- _Text segment_
British actress Miriam Margolyes admits that she was not rooting for Boris Johnson to pull through during his recent bout with the coronavirus — at least, not at first.
The actress, known internationally for her role as Professor Sprout in the Harry Potter series and in Britain for her sharp criticisms of Johnson and penchant for speaking her mind, said in a recent interview that she first hoped the British prime minister would lose his battle.
“I had difficulty not wanting Boris Johnson to die,” the actress said during an interview on The Last Leg Locked Down Under, via HuffPost. “I wanted him to die. And then I thought that that reflects badly on me, and I don’t want to be the sort of person who wants people to die.”
Margolyes said the thought went away.
“So then I wanted him to get better, which he did do,” she added. “He did get better. But he didn’t get better as a human being, and I really would prefer that. So, you know, we’re in the sh*t, basically here.”
Johnson spent time in an intensive care unit while he battled the coronavirus, but ultimately he was able to recover and was released from a hospital last month.
Margolyes was also critical of the British government’s response to the coronavirus, saying it was a “public scandal” how the country handled the outbreak of the deadly virus. Johnson was widely criticized for adopting a strategy to mitigate the spread of the virus rather than following the lead of other countries that adopted stringent restrictions in an attempt to stop its spread.
As Business Insider reported, Johnson abandoned this approach after a report from Imperial College of London commissioned by the British government predicted hundreds of thousands of people would die with a mitigation strategy, as hospital systems would become so overwhelmed with cases that they could not properly respond to urgent cases.
As The Inquisitr reported, Johnson was also blamed for skipping meetings during the first few weeks of the outbreak.
According to the New York Daily News, there was a range of reactions to Margolyes’ comments on Johnson. Many took to social media to call her out for wishing death on a world leader, but others believed that Johnson is the one who should be facing criticism for an approach to the virus that led to more infections and deaths than necessary.
“Johnson is responsible for thousands upon thousands of actual deaths,” one person wrote in defending Margolyes. “Save your outrage for him — Miriam Margolyes is just voicing a thought that must have crossed many people’s minds.”

Stored data entries:
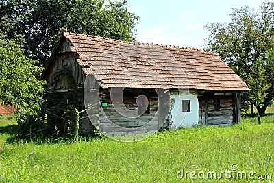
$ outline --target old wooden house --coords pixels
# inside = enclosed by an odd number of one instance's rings
[[[95,124],[101,132],[127,133],[236,123],[241,93],[249,90],[212,51],[69,32],[61,36],[43,77],[53,110],[84,107],[85,87],[95,89],[95,109],[88,118],[82,113],[82,134]]]

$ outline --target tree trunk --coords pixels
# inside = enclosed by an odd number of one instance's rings
[[[262,124],[262,121],[261,121],[261,116],[260,115],[259,111],[257,113],[257,117],[258,117],[258,123],[259,125]]]
[[[265,114],[265,111],[267,108],[267,107],[269,105],[269,103],[271,101],[271,100],[273,99],[273,96],[271,94],[267,95],[267,97],[266,98],[266,99],[264,100],[264,106],[262,106],[262,108],[259,108],[259,112],[260,114]]]

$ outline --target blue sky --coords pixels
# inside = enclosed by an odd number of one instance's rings
[[[130,12],[140,16],[137,41],[203,48],[209,33],[203,26],[228,23],[232,8],[258,8],[263,0],[128,0]]]

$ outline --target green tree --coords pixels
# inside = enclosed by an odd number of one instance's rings
[[[210,32],[206,40],[208,49],[215,51],[247,82],[251,91],[245,96],[259,114],[265,112],[274,96],[273,82],[268,77],[273,70],[267,61],[274,47],[273,10],[274,2],[262,3],[257,10],[234,8],[227,25],[214,23],[205,27]],[[259,93],[260,97],[256,96]]]
[[[23,53],[44,65],[62,29],[133,40],[138,17],[126,1],[0,1],[0,33],[22,45]]]
[[[37,75],[42,68],[37,60],[24,56],[14,41],[4,42],[0,38],[0,99],[15,105],[20,115],[35,115],[42,102],[45,80]]]

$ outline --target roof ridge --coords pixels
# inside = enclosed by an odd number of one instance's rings
[[[114,41],[114,42],[123,42],[123,43],[132,44],[132,45],[158,46],[158,47],[166,47],[166,48],[169,47],[169,48],[175,48],[175,49],[188,49],[188,50],[200,51],[203,51],[203,52],[214,53],[212,51],[206,50],[206,49],[198,49],[198,48],[192,48],[192,47],[183,47],[183,46],[175,46],[175,45],[162,45],[162,44],[155,44],[155,43],[144,43],[144,42],[132,42],[132,41],[127,41],[127,40],[121,40],[113,39],[113,38],[102,37],[102,36],[94,36],[94,35],[90,35],[90,34],[84,34],[73,33],[73,32],[63,32],[62,34],[63,35],[64,34],[68,34],[68,35],[81,36],[86,36],[86,37],[92,37],[92,38],[101,38],[101,39],[108,40],[111,40],[111,41]]]

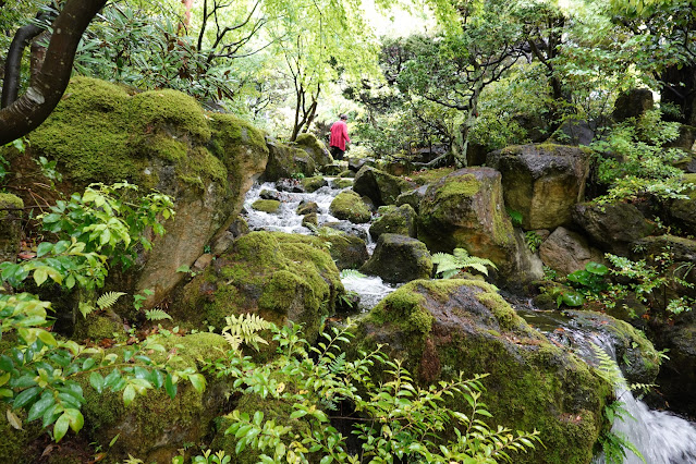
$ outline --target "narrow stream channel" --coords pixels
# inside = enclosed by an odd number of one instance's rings
[[[331,180],[329,179],[329,184]],[[278,195],[281,207],[278,213],[267,213],[252,208],[252,204],[266,191]],[[310,234],[312,231],[302,225],[302,216],[295,211],[302,202],[315,202],[318,205],[319,227],[326,223],[341,223],[344,229],[352,229],[368,241],[368,251],[375,244],[367,233],[369,224],[351,224],[340,221],[329,213],[331,202],[341,190],[325,186],[314,193],[279,192],[274,183],[267,182],[254,185],[244,202],[243,213],[251,230],[281,231],[286,233]],[[359,309],[367,312],[396,286],[388,285],[378,277],[347,276],[342,279],[347,291],[361,296]],[[563,342],[570,344],[574,352],[588,363],[596,364],[593,344],[600,346],[610,356],[615,356],[609,339],[601,333],[578,329],[560,312],[540,312],[528,304],[512,303],[517,313],[550,339],[561,328]],[[615,359],[615,358],[614,358]],[[616,419],[612,431],[627,438],[643,454],[647,464],[692,464],[696,463],[696,426],[681,417],[663,411],[650,410],[643,401],[636,399],[625,383],[616,387],[616,398],[624,403],[630,417]],[[594,464],[603,464],[603,456],[598,456]],[[626,451],[625,464],[640,464],[643,461]]]

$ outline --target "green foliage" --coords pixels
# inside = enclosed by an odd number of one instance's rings
[[[164,320],[164,319],[172,320],[172,317],[168,315],[167,312],[164,312],[163,309],[158,309],[158,308],[146,309],[145,318],[147,320]]]
[[[682,171],[672,163],[684,157],[679,148],[666,144],[679,137],[679,124],[663,122],[658,110],[646,111],[612,129],[607,139],[591,147],[598,157],[598,180],[609,186],[596,202],[685,198],[687,186],[680,182]]]
[[[77,432],[84,425],[81,408],[85,398],[80,378],[88,379],[99,393],[122,392],[126,406],[136,394],[174,386],[179,378],[191,380],[197,390],[205,387],[199,374],[170,368],[173,355],[162,363],[154,362],[146,353],[167,351],[151,340],[108,354],[58,340],[47,330],[51,323],[49,308],[49,302],[28,293],[0,295],[2,334],[16,335],[11,347],[0,354],[0,400],[13,411],[25,410],[27,422],[41,420],[45,428],[53,425],[56,441],[69,428]]]
[[[536,231],[527,231],[524,234],[524,241],[527,244],[529,252],[536,253],[539,249],[539,246],[541,246],[544,239],[541,239],[541,235],[539,235]]]
[[[612,300],[625,297],[628,291],[635,292],[636,296],[644,303],[660,301],[666,309],[671,314],[680,314],[691,310],[694,300],[688,296],[676,298],[667,297],[667,289],[672,286],[693,288],[693,283],[684,280],[692,266],[674,266],[672,252],[667,247],[661,253],[651,256],[648,264],[645,259],[632,260],[623,256],[607,254],[607,259],[612,265],[610,269],[613,276],[622,278],[622,283],[610,285]],[[626,282],[627,283],[623,283]],[[611,301],[608,302],[611,304]]]
[[[346,361],[340,345],[352,337],[347,329],[332,328],[317,346],[298,337],[298,326],[271,331],[279,354],[270,363],[256,365],[230,352],[209,365],[218,376],[235,379],[234,386],[245,394],[292,404],[289,418],[269,417],[261,408],[229,414],[232,425],[227,434],[234,436],[237,454],[257,450],[264,463],[306,463],[315,456],[323,463],[396,459],[494,463],[512,462],[510,453],[540,443],[537,431],[492,430],[481,420],[490,417],[480,401],[485,376],[466,380],[460,374],[452,381],[422,389],[400,362],[386,359],[379,349]],[[375,382],[371,369],[383,369],[388,378]],[[451,410],[449,400],[463,401],[468,411]],[[349,454],[345,437],[330,423],[331,411],[341,401],[350,401],[355,408],[354,432],[363,443],[358,455]],[[296,420],[308,427],[292,427]],[[447,430],[453,430],[453,438],[445,441]]]
[[[242,344],[249,345],[258,351],[258,344],[268,344],[266,339],[257,332],[271,329],[272,325],[257,314],[242,314],[240,316],[227,316],[222,337],[230,343],[234,352],[240,352]]]
[[[101,286],[108,256],[130,266],[136,243],[145,249],[151,247],[143,231],[149,227],[161,235],[160,215],[167,219],[174,213],[167,195],[151,193],[138,198],[136,192],[137,186],[127,182],[91,184],[82,196],[58,200],[50,212],[39,217],[42,228],[58,242],[39,243],[34,259],[0,264],[1,279],[15,288],[29,276],[37,285],[50,279],[68,289],[76,283],[86,289]]]
[[[469,256],[464,248],[454,248],[452,253],[452,255],[449,253],[436,253],[432,255],[432,264],[437,265],[436,276],[442,279],[450,279],[456,276],[462,269],[473,269],[488,276],[488,266],[498,269],[490,259]]]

- _Requirement_
Name every news outlet that the article on Miriam Margolyes and Boris Johnson cites as a source. Work only from the article; the rows play no part.

- _Task response_
HuffPost, Business Insider, The Inquisitr, New York Daily News